### Extracted text
***

A better option here is to use the tr command as follows:
tr '\n' ' ' < input_filename
or remove the newline characters entirely:
tr -d '\n' < input.txt > output.txt
or if you have the GNU version (with its long options)
tr --delete '\n' < input.txt > output.txt
Use this solution with GNU sed:
sed ':a;N;$!ba;s/\n/ /g' file
This will read the whole file in a loop (':a;N;$!ba), then replaces the newline(s) with a space (s/\n/ /g). Additional substitutions can be simply appended if needed.
Explanation:
sed starts by reading the first line excluding the newline into the pattern space.
Create a label via :a.
Append a newline and next line to the pattern space via N.
If we are before the last line, branch to the created label $!ba ($! means not to do it on the last line. This is necessary to avoid executing N again, which would terminate the script if there is no more input!).
Finally the substitution replaces every newline with a space on the pattern space (which is the whole file).
Here is cross-platform compatible syntax which works with BSD and OS X's sed (as per #Benjie comment):
sed -e ':a' -e 'N' -e '$!ba' -e 's/\n/ /g' file
As you can see, using sed for this otherwise simple problem is problematic. For a simpler and adequate solution see this answer.
Fast answer
sed ':a;N;$!ba;s/\n/ /g' file
:a create a label 'a'
N append the next line to the pattern space
$! if not the last line, ba branch (go to) label 'a'
s substitute, /\n/ regex for new line, / / by a space, /g global match (as many times as it can)
sed will loop through step 1 to 3 until it reach the last line, getting all lines fit in the pattern space where sed will substitute all \n characters
Alternatives
All alternatives, unlike sed will not need to reach the last line to begin the process
with bash, slow
while read line; do printf "%s" "$line "; done < file
with perl, sed-like speed
perl -p -e 's/\n/ /' file
with tr, faster than sed, can replace by one character only
tr '\n' ' ' < file
with paste, tr-like speed, can replace by one character only
paste -s -d ' ' file
with awk, tr-like speed
awk 1 ORS=' ' file
Other alternative like "echo $(< file)" is slow, works only on small files and needs to process the whole file to begin the process.

***

### Entries supplied
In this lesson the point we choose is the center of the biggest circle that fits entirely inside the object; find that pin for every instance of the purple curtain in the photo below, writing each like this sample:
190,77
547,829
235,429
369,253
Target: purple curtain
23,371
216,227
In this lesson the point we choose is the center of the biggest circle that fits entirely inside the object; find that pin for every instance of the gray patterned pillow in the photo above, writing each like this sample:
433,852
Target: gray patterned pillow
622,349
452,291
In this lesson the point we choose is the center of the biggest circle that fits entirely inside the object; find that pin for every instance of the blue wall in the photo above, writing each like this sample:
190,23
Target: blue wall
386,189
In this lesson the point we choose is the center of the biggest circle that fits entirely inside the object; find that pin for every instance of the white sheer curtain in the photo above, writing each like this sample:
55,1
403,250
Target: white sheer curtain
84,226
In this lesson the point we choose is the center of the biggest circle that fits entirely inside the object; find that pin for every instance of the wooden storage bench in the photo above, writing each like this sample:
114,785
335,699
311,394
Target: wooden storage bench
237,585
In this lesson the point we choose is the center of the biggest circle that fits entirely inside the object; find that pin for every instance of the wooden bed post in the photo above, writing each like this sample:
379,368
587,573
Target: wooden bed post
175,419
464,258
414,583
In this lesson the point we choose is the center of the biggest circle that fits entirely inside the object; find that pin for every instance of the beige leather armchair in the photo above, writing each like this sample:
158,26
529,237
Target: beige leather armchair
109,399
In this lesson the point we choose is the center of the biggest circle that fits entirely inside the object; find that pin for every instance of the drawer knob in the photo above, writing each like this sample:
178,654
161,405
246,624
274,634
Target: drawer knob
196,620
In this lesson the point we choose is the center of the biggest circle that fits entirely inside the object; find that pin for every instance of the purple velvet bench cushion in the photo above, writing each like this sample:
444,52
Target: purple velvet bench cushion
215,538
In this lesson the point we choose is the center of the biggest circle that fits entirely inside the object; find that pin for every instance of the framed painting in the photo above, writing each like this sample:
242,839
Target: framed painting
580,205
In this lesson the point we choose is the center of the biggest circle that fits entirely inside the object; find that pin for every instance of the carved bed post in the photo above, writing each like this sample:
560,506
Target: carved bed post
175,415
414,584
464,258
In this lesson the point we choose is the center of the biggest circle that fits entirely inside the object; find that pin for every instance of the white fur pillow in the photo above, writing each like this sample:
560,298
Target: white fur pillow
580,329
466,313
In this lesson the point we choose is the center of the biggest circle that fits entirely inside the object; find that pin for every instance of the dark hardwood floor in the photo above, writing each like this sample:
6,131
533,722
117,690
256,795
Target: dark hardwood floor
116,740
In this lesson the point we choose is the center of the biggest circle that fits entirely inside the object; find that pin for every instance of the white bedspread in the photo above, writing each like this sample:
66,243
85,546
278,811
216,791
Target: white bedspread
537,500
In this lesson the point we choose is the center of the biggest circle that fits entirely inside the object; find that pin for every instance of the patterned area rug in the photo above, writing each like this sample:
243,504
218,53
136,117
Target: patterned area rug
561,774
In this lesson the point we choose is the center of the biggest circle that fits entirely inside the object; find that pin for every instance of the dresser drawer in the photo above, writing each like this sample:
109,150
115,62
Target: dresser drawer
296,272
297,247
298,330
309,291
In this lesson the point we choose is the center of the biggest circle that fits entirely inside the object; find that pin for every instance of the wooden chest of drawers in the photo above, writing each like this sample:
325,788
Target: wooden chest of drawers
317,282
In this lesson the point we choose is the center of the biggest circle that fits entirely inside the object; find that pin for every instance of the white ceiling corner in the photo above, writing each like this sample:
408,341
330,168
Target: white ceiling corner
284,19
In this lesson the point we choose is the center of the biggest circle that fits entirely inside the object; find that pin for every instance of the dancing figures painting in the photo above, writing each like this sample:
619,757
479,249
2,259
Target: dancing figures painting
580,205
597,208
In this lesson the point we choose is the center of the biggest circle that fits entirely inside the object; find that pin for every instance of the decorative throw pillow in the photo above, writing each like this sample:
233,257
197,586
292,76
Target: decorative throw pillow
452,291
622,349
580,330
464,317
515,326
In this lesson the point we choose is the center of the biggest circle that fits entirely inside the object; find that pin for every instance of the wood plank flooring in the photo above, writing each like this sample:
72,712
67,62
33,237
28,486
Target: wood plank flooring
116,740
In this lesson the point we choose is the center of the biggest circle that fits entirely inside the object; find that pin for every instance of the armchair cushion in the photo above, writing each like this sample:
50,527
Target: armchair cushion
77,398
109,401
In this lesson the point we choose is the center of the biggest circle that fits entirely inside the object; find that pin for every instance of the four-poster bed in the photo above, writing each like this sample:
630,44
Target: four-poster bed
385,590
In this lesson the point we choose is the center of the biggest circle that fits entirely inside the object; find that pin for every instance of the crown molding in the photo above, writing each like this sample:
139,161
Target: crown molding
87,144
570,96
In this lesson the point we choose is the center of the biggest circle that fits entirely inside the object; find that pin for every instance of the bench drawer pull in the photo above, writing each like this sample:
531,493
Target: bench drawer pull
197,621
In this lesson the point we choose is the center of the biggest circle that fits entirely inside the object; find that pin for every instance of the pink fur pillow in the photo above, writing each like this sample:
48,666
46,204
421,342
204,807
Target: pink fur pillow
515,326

***

### Task list
[1] State how many lines of the listing contain the string "blue", treating case as significant. Give only the number.
[2] Write the next part of the text on replacing newlines in a file, starting after its last sentence.

### Answers to the exercise
[1] 2

[2]
Long answer from the sed FAQ 5.10
5.10. Why can't I match or delete a newline using the \n escape
sequence? Why can't I match 2 or more lines using \n?
The \n will never match the newline at the end-of-line because the
newline is always stripped off before the line is placed into the
pattern space. To get 2 or more lines into the pattern space, use
the 'N' command or something similar (such as 'H;...;g;').
Sed works like this: sed reads one line at a time, chops off the
terminating newline, puts what is left into the pattern space where
the sed script can address or change it, and when the pattern space
is printed, appends a newline to stdout (or to a file). If the
pattern space is entirely or partially deleted with 'd' or 'D', the
newline is not added in such cases. Thus, scripts like
sed 's/\n//' file # to delete newlines from each line
sed 's/\n/foo\n/' file # to add a word to the end of each line
will NEVER work, because the trailing newline is removed before
the line is put into the pattern space. To perform the above tasks,
use one of these scripts instead:
tr -d '\n' < file # use tr to delete newlines
sed ':a;N;$!ba;s/\n//g' file # GNU sed to delete newlines
sed 's/$/ foo/' file # add "foo" to end of each line
Since versions of sed other than GNU sed have limits to the size of
the pattern buffer, the Unix 'tr' utility is to be preferred here.
If the last line of the file contains a newline, GNU sed will add
that newline to the output but delete all others, whereas tr will
delete all newlines.
To match a block of two or more lines, there are 3 basic choices:
(1) use the 'N' command to add the Next line to the pattern space;
(2) use the 'H' command at least twice to append the current line
to the Hold space, and then retrieve the lines from the hold space
with x, g, or G; or (3) use address ranges (see section 3.3, above)
to match lines between two specified addresses.
Choices (1) and (2) will put an \n into the pattern space, where it
can be addressed as desired ('s/ABC\nXYZ/alphabet/g'). One example
of using 'N' to delete a block of lines appears in section 4.13
("How do I delete a block of specific consecutive lines?"). This
example can be modified by changing the delete command to something
else, like 'p' (print), 'i' (insert), 'c' (change), 'a' (append),
or 's' (substitute).
Choice (3) will not put an \n into the pattern space, but it does
match a block of consecutive lines, so it may be that you don't
even need the \n to find what you're looking for. Since GNU sed
version 3.02.80 now supports this syntax:
sed '/start/,+4d' # to delete "start" plus the next 4 lines,
in addition to the traditional '/from here/,/to there/{...}' range
addresses, it may be possible to avoid the use of \n entirely.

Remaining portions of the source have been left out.